PROBLEM DESCRIPTION >> Every line below that has the word "instance" counts once; report how many lines that makes, with no other words.

Stored data:
===

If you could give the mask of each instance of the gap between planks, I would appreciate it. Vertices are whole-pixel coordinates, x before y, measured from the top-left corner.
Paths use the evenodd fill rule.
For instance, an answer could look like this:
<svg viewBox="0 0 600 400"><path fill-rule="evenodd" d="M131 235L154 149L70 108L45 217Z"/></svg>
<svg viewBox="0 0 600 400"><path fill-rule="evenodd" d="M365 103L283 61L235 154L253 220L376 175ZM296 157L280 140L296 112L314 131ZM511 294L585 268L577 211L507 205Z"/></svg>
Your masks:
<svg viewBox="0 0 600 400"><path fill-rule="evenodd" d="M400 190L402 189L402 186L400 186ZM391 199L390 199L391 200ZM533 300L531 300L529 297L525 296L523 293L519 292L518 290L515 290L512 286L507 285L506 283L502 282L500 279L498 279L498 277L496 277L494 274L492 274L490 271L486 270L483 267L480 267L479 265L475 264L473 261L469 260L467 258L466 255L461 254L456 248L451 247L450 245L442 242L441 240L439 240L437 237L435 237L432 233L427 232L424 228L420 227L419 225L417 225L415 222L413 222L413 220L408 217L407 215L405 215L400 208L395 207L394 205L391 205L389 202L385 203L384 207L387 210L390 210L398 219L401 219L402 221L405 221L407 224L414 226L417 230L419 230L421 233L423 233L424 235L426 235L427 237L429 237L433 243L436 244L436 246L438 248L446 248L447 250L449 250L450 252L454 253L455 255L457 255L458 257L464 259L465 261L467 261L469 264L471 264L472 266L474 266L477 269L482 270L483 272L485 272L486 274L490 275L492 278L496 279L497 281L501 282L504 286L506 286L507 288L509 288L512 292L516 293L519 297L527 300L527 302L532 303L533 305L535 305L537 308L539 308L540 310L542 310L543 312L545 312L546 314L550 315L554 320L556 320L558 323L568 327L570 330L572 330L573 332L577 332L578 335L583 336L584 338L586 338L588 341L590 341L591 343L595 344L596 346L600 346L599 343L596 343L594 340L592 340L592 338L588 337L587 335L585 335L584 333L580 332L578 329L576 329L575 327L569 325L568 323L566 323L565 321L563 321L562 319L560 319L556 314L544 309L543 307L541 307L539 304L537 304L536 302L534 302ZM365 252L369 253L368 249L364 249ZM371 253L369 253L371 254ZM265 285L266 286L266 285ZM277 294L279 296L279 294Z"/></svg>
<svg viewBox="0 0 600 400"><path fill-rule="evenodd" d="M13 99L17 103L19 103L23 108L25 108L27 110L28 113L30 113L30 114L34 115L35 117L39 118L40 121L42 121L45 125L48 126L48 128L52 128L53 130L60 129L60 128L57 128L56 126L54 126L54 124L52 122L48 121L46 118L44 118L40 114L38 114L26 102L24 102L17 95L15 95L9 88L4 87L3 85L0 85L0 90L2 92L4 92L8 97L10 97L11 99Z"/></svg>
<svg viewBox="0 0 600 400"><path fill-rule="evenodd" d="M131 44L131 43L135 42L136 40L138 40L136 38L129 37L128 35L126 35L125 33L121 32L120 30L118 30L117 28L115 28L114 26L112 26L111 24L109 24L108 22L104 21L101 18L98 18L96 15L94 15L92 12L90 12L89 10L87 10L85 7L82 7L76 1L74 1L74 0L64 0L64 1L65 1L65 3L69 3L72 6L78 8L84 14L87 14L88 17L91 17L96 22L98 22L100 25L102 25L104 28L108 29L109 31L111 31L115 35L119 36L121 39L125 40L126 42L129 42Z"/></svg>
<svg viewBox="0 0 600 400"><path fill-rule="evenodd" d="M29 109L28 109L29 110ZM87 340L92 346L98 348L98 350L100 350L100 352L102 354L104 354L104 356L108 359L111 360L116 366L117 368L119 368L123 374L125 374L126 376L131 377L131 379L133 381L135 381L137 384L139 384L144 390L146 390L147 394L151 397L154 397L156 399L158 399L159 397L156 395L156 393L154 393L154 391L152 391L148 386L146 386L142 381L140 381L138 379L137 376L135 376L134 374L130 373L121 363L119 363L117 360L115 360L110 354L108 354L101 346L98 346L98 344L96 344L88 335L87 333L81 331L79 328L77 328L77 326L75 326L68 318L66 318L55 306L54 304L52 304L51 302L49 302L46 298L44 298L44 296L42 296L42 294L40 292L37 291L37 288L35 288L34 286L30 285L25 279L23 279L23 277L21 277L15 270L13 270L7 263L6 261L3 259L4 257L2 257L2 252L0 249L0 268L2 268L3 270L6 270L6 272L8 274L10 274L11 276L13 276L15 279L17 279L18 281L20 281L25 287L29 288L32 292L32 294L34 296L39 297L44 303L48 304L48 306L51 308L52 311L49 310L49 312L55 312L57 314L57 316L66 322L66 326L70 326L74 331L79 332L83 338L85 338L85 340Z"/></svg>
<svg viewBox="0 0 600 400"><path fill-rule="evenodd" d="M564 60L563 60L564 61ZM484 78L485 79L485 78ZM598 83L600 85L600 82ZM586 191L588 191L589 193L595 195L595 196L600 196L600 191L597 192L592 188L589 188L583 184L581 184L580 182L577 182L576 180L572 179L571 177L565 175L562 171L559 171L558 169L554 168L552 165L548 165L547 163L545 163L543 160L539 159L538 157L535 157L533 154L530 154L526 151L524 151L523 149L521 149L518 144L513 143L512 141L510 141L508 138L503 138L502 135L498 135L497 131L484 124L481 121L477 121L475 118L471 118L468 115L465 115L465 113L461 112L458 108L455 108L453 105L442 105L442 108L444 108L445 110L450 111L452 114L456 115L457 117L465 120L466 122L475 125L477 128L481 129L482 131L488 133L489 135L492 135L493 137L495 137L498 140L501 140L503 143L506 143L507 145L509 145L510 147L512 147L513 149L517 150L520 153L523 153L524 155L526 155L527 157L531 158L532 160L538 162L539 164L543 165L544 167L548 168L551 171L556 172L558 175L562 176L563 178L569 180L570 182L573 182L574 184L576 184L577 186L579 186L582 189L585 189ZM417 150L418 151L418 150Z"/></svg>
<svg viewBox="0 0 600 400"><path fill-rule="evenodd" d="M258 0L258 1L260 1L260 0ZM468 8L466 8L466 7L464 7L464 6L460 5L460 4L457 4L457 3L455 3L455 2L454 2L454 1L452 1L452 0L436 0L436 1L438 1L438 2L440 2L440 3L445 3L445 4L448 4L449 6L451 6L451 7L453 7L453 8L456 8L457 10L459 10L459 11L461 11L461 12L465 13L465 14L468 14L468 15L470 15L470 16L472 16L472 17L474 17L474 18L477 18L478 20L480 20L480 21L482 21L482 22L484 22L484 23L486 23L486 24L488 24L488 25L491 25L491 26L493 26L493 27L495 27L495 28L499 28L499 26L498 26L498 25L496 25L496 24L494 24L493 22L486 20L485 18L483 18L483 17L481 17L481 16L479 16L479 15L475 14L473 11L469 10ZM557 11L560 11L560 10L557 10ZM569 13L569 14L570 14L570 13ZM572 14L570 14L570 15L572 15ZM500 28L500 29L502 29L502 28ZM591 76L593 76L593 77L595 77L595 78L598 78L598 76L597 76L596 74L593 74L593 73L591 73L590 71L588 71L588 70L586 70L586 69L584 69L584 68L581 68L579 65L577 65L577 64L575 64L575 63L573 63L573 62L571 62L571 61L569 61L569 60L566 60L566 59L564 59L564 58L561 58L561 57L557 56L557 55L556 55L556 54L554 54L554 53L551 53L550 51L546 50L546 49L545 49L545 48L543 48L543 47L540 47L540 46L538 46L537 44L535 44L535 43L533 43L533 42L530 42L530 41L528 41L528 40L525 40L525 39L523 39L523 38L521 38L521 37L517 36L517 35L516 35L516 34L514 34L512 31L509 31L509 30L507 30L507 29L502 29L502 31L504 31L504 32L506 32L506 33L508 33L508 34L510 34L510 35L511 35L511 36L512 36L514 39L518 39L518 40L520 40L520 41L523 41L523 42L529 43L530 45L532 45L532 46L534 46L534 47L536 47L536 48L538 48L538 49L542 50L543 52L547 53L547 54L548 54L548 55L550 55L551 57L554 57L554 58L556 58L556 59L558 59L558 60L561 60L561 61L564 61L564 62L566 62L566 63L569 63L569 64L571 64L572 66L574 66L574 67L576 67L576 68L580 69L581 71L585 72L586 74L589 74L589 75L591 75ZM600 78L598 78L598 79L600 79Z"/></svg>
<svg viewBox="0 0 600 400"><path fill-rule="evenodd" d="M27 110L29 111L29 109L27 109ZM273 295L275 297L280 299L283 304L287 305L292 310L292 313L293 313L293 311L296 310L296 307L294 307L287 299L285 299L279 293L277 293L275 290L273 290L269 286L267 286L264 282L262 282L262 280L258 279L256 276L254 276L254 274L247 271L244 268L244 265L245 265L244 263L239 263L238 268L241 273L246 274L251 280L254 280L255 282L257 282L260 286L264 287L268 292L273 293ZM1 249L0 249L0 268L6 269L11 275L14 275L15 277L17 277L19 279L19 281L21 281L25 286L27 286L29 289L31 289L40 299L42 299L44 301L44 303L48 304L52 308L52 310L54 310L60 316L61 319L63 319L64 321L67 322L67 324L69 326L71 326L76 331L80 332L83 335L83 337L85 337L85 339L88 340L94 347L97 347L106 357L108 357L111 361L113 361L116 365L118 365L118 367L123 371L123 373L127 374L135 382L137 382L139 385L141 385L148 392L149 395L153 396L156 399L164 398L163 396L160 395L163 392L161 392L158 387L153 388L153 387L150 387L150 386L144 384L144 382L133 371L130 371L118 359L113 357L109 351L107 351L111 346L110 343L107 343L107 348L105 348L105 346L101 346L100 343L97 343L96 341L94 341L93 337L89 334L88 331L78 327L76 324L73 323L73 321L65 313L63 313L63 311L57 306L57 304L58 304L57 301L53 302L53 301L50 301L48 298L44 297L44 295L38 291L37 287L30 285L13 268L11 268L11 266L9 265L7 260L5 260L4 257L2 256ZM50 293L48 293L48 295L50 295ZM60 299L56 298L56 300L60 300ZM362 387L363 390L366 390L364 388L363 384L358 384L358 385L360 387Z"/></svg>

===

WRITTEN SOLUTION >> 2